The plan that I outlined in the last report has gone ahead, the only difference being that the repairs at the North Palace went on for longer, until December 1st, overlapping with the start of the cemetery excavation.
The extra time was devoted largely to the casting and laying of the mock-sandstone slabs that filled six of the unusually wide doorways in the central and western animal houses.
Our aim this season was to complete the repairs to a major part of the palace, comprising the L-shaped block that includes the best preserved part at the rear, that served as the domestic heart of the palace, and the distinctive set of adjacent animal houses along the north side. In the former, our repairs have mainly been intnded to stabilise the ancient brickwork, leaving as much of it exposed as possible, whereas in the latter, where much of the original brickwork was barely above the ground level, we have recreated the wall lines, but to a diminishing height as one moves away from the rear of the palace. I think that a reasonably harmonious balance has been achieved. Next year, our repair and conservation team will move to the Central City and start work at the front of the Great Aten Temple.
Cemetery Excavation
The delayed excavation at the South Tombs Cemetery began in mid-November, the first day of actual excavation being the 15th. The archaeological team comprises Anna Stevens, Julie Rogers, Trisha Drennan, Nabil Abd el-Latif Abd el-Hakam and, for part of the time, myself. The El-Minia inspectorate has also supplied three junior inspectors for one month's training in excavation and recording. In past years we have worked in three separate areas of the cemetery. We have called them the Upper Site (begun in 2006), the Lower Site (begun in 2009) and the Wadi Mouth Site (begun in 2010).
This time, all resources are going into the last two, and particularly into the Lower Site.
Last year's excavation at the Lower Site took the form of a five-metre-wide trench laid down the hill slope, to the edge of the wadi floor. Burials were found down most of its length, except towards the top, where the outcropping of rock at the surface had deterred people from digging graves.
At the bottom, the hard gravelly surface at which the grave cuts became visible dropped somewhat, and the graves themselves continued to the very end of the trench. This pointed to the likelihood that not only had graves originally spread across the wadi floor, but that they had, at least to some extent, not been washed away by occasional violent flash floods.
It was natural this year, therefore, to extend this same trench out into the wadi floor. A further 25 metres has been added, of which two thirds has had the top layer of sand and gravel removed. Sure enough, the graves continue, and at fairly closely spaced intervals. We realised early on that, along the sides of the wadi, the presence of graves is given away by the scatter of dark broken boulders that were once the original coverings or cairns over the graves. Scattered amongst them are sherds and fragments of bones. On the wadi floor, by contrast, such evidence is only sparsely present, the surface having been swept by floodwaters from time to time.
-------------------------
▶ Instructions for the task
Name every area of the South Tombs Cemetery mentioned in the excavation report above, with the year work began in each.
-------------------------
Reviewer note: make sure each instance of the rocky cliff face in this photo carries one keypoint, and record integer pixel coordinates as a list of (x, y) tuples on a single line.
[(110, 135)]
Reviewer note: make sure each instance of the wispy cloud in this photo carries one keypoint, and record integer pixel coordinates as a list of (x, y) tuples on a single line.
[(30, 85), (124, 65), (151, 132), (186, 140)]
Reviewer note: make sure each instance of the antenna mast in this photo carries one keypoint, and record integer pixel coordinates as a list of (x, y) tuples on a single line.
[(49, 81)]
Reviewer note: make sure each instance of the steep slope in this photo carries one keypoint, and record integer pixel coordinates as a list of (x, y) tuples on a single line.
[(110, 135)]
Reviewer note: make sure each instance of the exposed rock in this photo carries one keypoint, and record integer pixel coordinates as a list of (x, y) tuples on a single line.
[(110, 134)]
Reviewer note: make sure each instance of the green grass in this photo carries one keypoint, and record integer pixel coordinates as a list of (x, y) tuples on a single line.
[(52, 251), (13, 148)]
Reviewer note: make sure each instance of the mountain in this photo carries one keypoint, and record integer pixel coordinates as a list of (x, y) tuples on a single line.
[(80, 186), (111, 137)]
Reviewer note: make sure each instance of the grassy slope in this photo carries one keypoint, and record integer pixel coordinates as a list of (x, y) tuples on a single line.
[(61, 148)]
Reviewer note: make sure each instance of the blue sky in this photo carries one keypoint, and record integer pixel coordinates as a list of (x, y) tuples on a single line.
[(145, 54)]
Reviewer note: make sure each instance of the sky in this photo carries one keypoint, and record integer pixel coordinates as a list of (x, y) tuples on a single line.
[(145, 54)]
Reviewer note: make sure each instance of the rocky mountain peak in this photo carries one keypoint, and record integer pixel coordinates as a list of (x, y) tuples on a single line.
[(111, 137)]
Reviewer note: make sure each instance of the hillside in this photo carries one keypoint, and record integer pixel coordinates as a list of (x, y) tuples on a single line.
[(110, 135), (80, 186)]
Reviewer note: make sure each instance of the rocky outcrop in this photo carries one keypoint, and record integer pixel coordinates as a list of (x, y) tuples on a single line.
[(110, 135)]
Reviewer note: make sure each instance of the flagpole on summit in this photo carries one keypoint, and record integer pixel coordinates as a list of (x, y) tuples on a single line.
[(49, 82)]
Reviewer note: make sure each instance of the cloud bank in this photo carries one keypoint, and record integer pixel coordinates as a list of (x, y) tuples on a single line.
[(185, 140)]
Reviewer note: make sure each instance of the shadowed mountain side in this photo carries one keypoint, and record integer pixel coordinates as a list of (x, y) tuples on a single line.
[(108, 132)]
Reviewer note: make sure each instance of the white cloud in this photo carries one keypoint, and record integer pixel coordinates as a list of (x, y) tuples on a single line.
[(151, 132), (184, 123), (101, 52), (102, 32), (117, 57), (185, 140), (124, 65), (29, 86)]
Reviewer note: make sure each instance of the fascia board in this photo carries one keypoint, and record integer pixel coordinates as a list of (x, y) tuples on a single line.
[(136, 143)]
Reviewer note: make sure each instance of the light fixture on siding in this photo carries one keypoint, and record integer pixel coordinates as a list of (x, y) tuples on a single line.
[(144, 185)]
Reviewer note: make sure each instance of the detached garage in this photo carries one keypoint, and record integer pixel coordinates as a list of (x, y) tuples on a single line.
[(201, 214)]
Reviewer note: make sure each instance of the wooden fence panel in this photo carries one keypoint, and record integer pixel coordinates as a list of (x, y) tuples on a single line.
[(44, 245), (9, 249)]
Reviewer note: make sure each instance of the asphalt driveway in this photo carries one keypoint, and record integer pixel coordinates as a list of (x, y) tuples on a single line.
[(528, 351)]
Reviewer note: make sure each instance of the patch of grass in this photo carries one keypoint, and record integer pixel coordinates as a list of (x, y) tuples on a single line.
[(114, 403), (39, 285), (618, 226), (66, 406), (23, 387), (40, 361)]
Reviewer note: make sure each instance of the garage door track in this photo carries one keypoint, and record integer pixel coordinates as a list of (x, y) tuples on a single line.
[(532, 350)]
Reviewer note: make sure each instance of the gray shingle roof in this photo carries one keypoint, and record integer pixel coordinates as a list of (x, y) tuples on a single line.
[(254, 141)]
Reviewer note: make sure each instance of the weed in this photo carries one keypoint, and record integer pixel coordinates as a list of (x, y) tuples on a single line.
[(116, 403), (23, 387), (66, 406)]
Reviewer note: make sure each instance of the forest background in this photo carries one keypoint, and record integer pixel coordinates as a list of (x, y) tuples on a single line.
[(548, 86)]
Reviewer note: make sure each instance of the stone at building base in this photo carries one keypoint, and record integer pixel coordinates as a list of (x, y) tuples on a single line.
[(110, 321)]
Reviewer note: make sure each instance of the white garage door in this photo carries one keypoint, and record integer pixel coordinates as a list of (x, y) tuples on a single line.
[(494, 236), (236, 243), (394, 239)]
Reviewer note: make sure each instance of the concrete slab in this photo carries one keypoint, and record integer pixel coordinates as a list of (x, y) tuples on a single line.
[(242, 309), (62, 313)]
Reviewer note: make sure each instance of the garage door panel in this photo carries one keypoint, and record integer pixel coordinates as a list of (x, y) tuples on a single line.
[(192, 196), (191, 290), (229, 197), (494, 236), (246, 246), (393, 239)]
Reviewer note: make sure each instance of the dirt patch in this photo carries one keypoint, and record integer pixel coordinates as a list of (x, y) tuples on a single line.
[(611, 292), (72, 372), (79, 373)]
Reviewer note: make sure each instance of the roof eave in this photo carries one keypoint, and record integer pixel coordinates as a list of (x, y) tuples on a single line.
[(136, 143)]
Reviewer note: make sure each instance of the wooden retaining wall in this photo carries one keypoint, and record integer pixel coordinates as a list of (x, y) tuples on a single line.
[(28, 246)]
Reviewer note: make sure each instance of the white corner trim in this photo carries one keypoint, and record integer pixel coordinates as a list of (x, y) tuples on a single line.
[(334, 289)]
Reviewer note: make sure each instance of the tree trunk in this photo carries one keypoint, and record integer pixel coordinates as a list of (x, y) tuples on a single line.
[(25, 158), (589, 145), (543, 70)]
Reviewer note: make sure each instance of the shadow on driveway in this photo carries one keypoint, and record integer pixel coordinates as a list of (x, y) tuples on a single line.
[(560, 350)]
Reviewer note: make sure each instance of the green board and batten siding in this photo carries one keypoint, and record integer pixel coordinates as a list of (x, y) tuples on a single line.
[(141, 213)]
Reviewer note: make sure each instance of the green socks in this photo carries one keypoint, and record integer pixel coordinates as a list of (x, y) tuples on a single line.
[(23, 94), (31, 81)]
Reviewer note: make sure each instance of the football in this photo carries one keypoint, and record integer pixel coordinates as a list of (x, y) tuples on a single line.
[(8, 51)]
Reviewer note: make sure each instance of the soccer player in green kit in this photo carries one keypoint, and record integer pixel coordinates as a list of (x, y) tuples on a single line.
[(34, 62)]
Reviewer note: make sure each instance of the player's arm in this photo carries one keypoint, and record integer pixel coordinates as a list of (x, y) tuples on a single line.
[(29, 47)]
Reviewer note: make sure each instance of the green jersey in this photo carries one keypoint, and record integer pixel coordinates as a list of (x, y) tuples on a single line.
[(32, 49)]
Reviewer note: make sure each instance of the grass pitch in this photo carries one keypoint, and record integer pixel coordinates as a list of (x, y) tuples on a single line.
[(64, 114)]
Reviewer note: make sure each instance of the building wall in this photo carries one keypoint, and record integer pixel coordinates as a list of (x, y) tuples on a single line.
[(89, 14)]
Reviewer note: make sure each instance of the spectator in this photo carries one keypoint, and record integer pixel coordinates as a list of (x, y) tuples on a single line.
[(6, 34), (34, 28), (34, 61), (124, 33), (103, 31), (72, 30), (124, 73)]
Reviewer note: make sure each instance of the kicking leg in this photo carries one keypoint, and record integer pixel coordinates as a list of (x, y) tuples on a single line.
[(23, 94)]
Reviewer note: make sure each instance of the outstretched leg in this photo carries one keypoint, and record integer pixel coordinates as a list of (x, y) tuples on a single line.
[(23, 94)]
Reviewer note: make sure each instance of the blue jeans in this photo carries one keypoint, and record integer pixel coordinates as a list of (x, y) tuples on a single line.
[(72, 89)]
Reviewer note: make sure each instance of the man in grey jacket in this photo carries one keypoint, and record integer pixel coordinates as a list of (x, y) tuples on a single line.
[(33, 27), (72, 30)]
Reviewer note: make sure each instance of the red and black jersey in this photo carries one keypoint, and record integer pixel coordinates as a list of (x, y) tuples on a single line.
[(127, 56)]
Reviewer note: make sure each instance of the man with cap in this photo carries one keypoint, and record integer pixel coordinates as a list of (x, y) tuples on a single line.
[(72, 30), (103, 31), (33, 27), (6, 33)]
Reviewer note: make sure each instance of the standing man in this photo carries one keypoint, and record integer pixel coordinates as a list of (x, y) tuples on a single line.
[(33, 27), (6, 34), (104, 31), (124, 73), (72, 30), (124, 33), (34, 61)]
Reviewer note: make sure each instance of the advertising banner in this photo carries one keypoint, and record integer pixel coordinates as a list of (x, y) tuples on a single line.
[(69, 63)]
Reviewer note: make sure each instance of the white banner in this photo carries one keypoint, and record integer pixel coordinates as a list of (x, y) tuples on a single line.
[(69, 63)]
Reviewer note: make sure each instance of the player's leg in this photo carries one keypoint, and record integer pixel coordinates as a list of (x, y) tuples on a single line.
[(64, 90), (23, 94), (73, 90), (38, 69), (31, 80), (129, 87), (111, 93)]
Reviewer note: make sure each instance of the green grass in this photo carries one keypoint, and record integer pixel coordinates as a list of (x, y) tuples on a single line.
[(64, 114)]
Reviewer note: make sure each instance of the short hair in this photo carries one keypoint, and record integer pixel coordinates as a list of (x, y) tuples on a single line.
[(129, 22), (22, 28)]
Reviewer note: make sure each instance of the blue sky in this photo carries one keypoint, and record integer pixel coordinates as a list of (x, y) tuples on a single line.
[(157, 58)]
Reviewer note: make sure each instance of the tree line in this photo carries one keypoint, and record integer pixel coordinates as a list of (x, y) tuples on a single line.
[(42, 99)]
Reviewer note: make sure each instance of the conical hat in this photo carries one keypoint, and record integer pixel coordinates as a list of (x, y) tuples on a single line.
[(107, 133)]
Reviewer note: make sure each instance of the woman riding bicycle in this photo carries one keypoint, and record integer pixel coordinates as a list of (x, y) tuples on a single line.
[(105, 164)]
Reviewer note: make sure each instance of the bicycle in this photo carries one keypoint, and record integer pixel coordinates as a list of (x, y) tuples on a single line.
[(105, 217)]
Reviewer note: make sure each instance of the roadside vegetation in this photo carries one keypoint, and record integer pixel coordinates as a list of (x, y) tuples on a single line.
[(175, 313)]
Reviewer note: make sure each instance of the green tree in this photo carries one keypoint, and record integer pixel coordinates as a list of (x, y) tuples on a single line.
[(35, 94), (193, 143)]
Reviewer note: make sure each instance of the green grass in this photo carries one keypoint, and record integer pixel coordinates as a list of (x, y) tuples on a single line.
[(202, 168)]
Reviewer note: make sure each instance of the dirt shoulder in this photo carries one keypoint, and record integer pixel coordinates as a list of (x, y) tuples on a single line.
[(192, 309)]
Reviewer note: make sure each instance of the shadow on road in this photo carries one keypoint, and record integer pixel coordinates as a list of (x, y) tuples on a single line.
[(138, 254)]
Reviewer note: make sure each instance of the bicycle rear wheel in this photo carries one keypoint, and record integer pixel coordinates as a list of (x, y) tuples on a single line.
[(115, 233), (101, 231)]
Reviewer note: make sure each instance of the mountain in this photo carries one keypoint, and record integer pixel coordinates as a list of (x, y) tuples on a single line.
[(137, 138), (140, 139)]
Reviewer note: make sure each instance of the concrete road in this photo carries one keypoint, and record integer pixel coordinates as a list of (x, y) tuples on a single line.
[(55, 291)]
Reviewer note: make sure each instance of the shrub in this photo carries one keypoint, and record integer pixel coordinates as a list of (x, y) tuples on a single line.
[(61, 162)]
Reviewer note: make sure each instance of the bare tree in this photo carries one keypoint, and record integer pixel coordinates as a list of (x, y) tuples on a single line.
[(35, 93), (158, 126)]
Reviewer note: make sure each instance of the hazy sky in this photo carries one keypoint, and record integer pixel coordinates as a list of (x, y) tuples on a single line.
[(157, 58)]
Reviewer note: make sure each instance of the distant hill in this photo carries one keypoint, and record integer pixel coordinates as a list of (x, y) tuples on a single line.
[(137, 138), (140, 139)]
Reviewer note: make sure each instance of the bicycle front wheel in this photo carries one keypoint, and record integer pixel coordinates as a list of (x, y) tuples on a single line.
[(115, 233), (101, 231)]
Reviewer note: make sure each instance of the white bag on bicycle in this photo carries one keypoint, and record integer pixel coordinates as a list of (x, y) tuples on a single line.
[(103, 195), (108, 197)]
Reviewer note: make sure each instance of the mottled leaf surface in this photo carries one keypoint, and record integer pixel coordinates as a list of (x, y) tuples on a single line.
-------------------------
▶ Full output
Upper Site (2006)
Lower Site (2009)
Wadi Mouth Site (2010)